All lines below containing the string "carrot" are to be copied.

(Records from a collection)
***

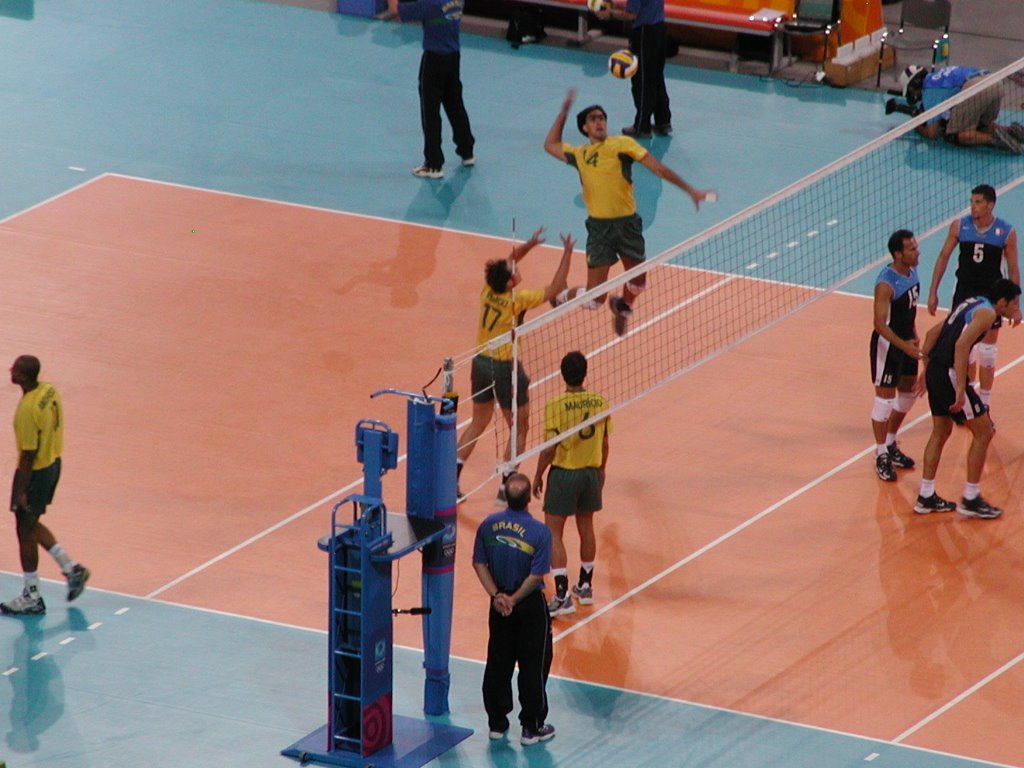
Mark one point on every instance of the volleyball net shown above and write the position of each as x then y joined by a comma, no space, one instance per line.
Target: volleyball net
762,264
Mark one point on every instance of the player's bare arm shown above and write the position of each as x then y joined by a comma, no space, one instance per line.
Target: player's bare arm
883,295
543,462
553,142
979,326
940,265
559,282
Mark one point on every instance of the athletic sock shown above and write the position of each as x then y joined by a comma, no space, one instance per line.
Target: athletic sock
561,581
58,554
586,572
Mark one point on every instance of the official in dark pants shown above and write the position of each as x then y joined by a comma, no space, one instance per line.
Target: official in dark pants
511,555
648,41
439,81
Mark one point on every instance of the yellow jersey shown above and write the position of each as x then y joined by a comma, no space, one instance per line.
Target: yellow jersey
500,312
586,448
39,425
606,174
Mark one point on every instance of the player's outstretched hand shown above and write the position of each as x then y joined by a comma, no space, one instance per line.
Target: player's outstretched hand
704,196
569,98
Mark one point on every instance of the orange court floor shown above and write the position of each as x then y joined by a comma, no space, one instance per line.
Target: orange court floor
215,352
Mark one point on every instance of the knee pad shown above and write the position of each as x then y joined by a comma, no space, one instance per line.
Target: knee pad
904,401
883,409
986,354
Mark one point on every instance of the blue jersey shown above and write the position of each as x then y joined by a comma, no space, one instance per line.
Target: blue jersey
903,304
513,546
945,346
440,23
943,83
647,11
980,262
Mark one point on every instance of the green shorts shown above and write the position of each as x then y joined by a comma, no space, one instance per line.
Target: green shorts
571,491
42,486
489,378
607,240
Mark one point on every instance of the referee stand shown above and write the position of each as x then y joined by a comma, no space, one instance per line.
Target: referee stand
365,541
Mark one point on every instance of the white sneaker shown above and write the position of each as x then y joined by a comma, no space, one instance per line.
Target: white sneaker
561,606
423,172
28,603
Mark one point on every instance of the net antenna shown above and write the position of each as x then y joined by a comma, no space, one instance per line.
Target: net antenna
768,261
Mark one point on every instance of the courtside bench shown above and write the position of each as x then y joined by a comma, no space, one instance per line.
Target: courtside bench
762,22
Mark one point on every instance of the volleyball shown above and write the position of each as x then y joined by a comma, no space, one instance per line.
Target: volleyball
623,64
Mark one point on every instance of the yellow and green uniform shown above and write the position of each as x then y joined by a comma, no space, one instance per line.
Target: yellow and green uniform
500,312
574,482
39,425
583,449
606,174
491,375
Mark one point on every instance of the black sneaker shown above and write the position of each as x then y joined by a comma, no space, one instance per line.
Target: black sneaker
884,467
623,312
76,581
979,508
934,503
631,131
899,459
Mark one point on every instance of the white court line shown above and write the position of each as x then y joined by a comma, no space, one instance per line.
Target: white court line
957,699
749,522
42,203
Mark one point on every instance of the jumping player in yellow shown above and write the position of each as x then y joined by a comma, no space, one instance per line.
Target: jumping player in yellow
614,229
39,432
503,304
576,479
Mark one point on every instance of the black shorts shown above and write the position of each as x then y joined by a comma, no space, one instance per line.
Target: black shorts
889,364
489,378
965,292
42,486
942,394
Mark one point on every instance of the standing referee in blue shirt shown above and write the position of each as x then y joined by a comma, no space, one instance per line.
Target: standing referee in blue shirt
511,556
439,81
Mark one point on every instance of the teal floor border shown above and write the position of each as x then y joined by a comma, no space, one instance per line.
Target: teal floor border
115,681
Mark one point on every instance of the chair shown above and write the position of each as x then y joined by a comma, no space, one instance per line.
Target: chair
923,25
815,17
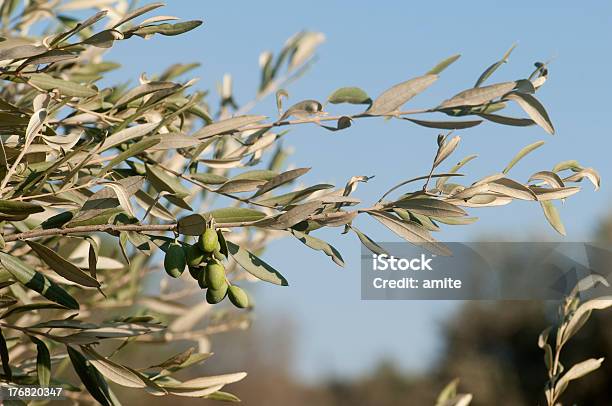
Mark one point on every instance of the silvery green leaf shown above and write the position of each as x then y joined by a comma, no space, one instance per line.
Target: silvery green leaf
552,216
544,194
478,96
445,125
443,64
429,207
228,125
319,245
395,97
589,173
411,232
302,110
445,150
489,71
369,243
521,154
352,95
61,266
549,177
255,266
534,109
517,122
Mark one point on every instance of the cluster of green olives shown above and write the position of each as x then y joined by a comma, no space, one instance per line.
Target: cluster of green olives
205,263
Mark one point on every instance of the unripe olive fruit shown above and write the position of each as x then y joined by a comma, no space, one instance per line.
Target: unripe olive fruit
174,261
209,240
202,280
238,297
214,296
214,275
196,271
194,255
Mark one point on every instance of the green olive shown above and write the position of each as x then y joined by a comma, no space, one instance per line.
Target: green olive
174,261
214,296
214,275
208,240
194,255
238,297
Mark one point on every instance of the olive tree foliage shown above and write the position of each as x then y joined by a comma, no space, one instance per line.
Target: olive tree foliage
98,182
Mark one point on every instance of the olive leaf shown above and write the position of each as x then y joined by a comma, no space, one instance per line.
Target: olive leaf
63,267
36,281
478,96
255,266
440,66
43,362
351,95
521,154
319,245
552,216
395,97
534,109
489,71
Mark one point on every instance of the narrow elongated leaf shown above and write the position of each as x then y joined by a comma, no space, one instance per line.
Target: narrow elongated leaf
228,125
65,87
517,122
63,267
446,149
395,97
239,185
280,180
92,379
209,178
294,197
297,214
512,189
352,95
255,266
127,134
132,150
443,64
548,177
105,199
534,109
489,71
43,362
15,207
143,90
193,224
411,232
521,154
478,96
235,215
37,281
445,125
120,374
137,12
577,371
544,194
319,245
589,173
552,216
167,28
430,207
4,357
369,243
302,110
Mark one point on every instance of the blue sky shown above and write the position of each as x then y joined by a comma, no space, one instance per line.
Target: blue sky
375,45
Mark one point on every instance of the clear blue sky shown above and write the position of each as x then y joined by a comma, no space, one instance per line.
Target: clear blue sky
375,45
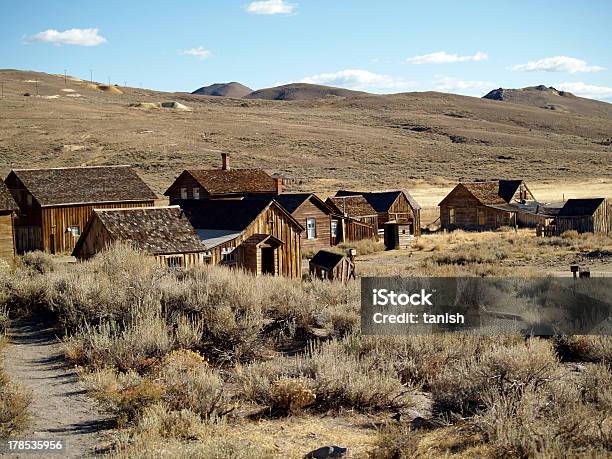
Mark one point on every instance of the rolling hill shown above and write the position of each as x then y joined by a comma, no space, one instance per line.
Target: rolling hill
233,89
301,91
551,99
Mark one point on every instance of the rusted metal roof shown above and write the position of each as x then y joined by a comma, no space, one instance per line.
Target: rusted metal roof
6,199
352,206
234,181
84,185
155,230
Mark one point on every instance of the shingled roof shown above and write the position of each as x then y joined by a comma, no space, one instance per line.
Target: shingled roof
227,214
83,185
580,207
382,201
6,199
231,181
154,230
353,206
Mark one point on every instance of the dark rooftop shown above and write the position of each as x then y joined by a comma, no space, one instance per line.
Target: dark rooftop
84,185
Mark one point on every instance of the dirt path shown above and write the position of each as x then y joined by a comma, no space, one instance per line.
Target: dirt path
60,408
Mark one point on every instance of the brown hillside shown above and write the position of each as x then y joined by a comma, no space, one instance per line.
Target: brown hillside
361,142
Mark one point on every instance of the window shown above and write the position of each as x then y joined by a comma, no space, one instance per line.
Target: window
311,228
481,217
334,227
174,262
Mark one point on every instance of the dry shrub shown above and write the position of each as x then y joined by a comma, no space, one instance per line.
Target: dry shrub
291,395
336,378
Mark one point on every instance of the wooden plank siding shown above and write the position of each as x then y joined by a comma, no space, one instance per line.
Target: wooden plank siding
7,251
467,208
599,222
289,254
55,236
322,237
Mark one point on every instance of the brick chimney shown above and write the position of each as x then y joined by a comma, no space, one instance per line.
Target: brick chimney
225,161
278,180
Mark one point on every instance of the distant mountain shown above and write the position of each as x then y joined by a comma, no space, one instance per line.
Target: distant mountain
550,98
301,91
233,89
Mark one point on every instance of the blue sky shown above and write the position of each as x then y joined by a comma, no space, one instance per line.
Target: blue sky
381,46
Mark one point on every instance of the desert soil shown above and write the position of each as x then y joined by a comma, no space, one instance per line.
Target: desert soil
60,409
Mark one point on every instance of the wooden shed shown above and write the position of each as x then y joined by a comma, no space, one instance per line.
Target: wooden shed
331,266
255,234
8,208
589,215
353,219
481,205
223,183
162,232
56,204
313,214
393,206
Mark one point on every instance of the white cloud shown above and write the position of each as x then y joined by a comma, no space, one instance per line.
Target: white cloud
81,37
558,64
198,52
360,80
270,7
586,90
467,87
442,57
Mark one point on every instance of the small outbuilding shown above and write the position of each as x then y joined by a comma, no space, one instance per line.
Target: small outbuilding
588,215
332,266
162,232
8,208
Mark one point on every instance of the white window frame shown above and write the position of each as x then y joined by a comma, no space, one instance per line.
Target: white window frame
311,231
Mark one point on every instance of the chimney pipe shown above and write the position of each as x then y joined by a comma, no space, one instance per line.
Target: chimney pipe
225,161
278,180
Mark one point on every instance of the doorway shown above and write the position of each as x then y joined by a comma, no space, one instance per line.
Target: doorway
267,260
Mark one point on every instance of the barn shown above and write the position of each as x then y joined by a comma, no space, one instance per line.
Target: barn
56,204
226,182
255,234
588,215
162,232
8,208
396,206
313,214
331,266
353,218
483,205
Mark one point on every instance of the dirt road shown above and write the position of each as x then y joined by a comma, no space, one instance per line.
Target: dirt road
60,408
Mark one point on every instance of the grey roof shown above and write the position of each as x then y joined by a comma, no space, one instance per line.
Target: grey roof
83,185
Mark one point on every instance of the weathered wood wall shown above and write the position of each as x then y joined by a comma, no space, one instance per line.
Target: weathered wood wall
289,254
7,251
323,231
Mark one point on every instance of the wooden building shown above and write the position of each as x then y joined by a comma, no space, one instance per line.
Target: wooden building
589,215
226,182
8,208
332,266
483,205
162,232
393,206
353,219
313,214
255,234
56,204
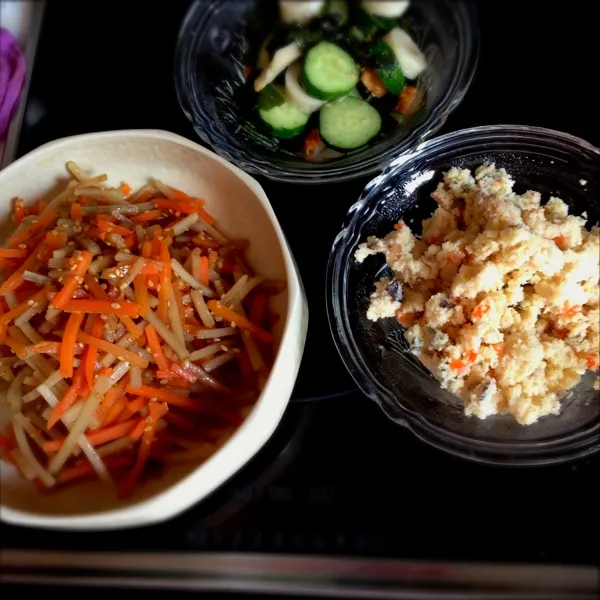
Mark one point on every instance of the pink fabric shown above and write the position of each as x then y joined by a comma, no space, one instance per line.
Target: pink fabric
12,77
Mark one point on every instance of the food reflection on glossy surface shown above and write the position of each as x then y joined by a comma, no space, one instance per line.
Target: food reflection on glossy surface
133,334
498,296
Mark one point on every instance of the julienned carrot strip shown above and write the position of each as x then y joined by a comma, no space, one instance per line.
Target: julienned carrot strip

***

Response to this exercise:
Mark one point on every instance of the julienned carrot strip shown above and write the position of each as x then y joined by a comma, no space, one instance per line.
Target: julienned carrot strip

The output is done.